[MATERIALS PROVIDED — start]

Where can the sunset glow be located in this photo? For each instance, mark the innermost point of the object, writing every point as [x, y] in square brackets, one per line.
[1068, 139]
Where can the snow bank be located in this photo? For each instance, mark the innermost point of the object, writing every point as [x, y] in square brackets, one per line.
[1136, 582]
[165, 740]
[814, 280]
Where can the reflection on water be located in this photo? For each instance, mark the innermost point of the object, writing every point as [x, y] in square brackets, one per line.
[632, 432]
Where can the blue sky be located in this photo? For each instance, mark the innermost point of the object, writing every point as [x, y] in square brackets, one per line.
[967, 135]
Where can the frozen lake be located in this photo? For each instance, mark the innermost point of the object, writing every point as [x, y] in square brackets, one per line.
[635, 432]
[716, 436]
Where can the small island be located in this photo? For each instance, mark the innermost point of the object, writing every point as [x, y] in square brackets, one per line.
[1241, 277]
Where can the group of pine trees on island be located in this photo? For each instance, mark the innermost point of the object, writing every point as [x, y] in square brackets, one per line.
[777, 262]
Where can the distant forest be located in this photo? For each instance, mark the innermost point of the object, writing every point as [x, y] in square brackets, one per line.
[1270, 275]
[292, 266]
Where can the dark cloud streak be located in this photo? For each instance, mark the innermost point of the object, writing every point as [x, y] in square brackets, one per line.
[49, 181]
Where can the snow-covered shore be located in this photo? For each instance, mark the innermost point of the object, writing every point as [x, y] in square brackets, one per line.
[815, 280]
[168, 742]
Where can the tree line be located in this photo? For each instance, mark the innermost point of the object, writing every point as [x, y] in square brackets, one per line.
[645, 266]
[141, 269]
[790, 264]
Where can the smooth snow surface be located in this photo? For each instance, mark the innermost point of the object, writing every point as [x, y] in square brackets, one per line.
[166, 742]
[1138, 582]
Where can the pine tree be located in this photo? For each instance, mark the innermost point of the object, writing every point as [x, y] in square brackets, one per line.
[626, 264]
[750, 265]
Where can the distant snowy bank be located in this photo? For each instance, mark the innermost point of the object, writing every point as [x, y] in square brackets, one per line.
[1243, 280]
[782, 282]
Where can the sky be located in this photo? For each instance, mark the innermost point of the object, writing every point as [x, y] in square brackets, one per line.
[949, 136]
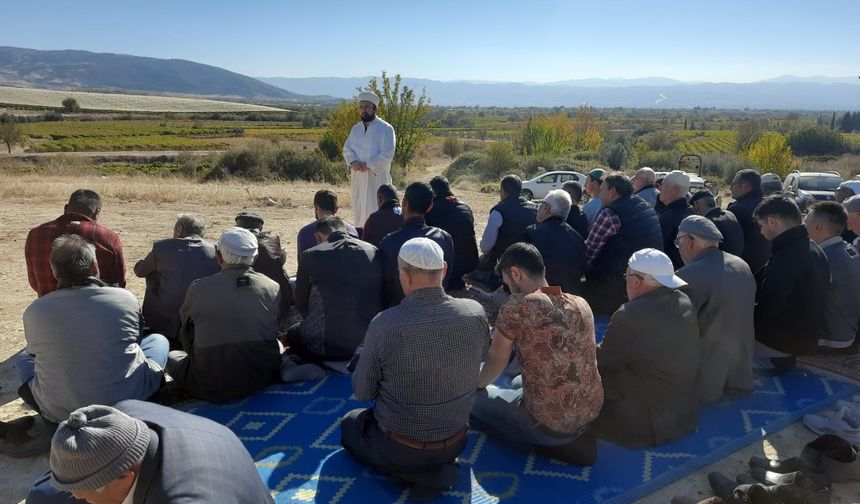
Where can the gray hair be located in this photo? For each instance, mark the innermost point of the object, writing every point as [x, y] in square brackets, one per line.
[559, 203]
[237, 260]
[71, 258]
[647, 175]
[191, 225]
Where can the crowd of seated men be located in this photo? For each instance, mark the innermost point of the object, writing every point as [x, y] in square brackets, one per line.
[692, 318]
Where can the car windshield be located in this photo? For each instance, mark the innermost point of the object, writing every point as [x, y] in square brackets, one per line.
[819, 183]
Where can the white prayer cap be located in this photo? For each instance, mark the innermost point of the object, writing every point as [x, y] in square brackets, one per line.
[851, 185]
[238, 241]
[371, 97]
[422, 253]
[658, 265]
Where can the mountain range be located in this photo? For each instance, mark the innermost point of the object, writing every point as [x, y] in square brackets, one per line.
[84, 70]
[783, 92]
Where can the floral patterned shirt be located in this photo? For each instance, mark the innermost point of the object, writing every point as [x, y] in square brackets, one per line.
[554, 336]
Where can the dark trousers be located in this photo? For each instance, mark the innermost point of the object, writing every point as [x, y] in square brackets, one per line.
[364, 440]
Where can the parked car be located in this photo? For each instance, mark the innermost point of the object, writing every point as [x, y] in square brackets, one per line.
[809, 187]
[537, 187]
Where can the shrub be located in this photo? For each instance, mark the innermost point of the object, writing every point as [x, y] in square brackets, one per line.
[452, 146]
[771, 153]
[70, 105]
[816, 141]
[614, 155]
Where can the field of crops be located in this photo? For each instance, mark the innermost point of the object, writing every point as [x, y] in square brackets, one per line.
[82, 136]
[45, 98]
[704, 142]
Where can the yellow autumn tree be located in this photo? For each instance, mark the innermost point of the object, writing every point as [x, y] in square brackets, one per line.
[770, 153]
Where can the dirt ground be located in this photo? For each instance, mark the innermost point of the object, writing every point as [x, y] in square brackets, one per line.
[142, 210]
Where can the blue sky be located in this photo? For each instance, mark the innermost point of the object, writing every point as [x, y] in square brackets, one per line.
[541, 41]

[MATERIALS PROVIDED — finish]

Set down every line of the entries above again, exactly as written, but not the pictures.

#### [TASK OUTPUT]
Where can the sunset glow be located in this photo? For each instance, mark the innermost point of the object, writing every point as [x, y] in square brackets, one per line.
[1068, 139]
Where can the snow bank be located in this photo? For each instance, mark the innermost point of the object, writing every point as [x, y] in square brackets, one per line.
[1136, 582]
[165, 740]
[814, 280]
Where can the reflection on water be located in this photo? For each instance, mark the innermost point of the object, writing every point as [x, y] in square brackets, one per line.
[632, 432]
Where can the blue sky be located in this photo? For each instance, mark the innermost point of the object, writing every point as [x, y] in square brackets, one per line.
[967, 135]
Where can the frozen lake be located in this photo? For each instance, mark the innermost point of the object, writing every point as [x, y] in square brackets, one per line.
[635, 432]
[716, 436]
Where can the small island be located in this photo? For each instance, mark the innermost point of the object, writing every point as [x, y] in square brackets, one per line.
[1241, 277]
Where can the group of pine trees on island be located in this photo? For each instance, mark the innermost point of the object, writing every point as [x, y] in square brackets, one per line.
[777, 262]
Where can the distant forest be located in this photo? For each instance, mark the innermost point of the object, writing every point as [x, y] in square brackets, one per line.
[1270, 275]
[292, 266]
Where can the dark cloud streak be located in this photo? For each instance, mark the innermost point of the object, writing every point as [x, y] in square brackets, one per line.
[49, 181]
Where can the snow-covered shore be located in this photo? For each instance, mark the innermost point of the object, writing every point as [x, y] in square brackets, one per line.
[815, 280]
[168, 742]
Where can the tree line be located in this photo? For each instance, mark the innermost point of the object, writing every point as [x, y] in square brackets, one per line.
[645, 266]
[141, 269]
[790, 264]
Where can the smooth snow surface be located in this photo? For each instance, mark the innermost point of the object, writing every point as [x, y] in square brackets, one per line.
[166, 742]
[1138, 582]
Where can the pine tree be located in this photo? For each instance, mark the innermost point of the object, writing every point as [x, y] in square brackets, one per line.
[626, 264]
[750, 265]
Where can the distant snowy bank be located in this photo? For each instance, mark the innermost point of the object, writing every point as [x, y] in square brackets, one per line.
[1243, 280]
[782, 282]
Where can the sky be located in this photo? For each instance, mark the innermost point of the object, writing every point as [x, y] in square brackets, one per line.
[949, 136]
Where can the gray hair be located in this photo? For each instance, mark the innermost point of the object, writing every point as [x, y] in square brackets, one per line.
[559, 203]
[237, 260]
[71, 258]
[647, 175]
[191, 225]
Where can the crowd of seated men be located in this photo? For each instance, mark the innermost point of the object, writing every point as [x, y] in square brackets, one per line.
[692, 318]
Where can the car windshield be located in this photo? For each instance, mark the innermost point of the object, writing every point as [x, y] in square brackets, one per line.
[819, 183]
Where can the white prayer cap be located in this photo? For each instance, mark the innermost point of the object, writing every point as [x, y] in square brackets, one per line.
[851, 185]
[238, 241]
[371, 97]
[422, 253]
[658, 265]
Where can the mountain range be located in this photo? For each instance, mark the innermost point of the object, writing every point as [x, y] in square brackets, one per line.
[84, 70]
[783, 92]
Where can the floral patterned shirt be located in this photo? For each instance, mark the innermost point of the object, writing every point as [x, y] in square brackets, one per line.
[554, 336]
Where can the dark trousers be located in this photo? For each instance, mark the innermost point of the object, writing every point as [x, y] in square brackets, one per line.
[364, 440]
Where can the parked car be located in this photo? For each instance, mark the innermost point of the object, writing every point as [x, y] in square brackets, one per line.
[809, 187]
[537, 187]
Where can the shrub be located in this photo? For each instance, mark the innermost point of the object, writing every point as [x, y] in square brackets, one per line.
[452, 146]
[771, 153]
[70, 105]
[816, 141]
[614, 155]
Where can the field of crops be located in this photo? For each instance, mark the innermost point of the object, writing every point as [x, y] in square brackets, one per line.
[82, 136]
[45, 98]
[704, 142]
Where can the yellow autumn tree be located in this photo? For each instance, mark the innermost point of the object, writing every point as [x, y] in square brackets, one per line.
[770, 153]
Where can the dirt ground be located in this photo? For each instance, mark the innermost point of the object, writing every point as [x, y] in square brackets, one per line.
[142, 210]
Where can the blue sky be located in this photo? For each instance, mark the innermost point of the object, writing every point as [x, y] in square brackets, one per line.
[541, 41]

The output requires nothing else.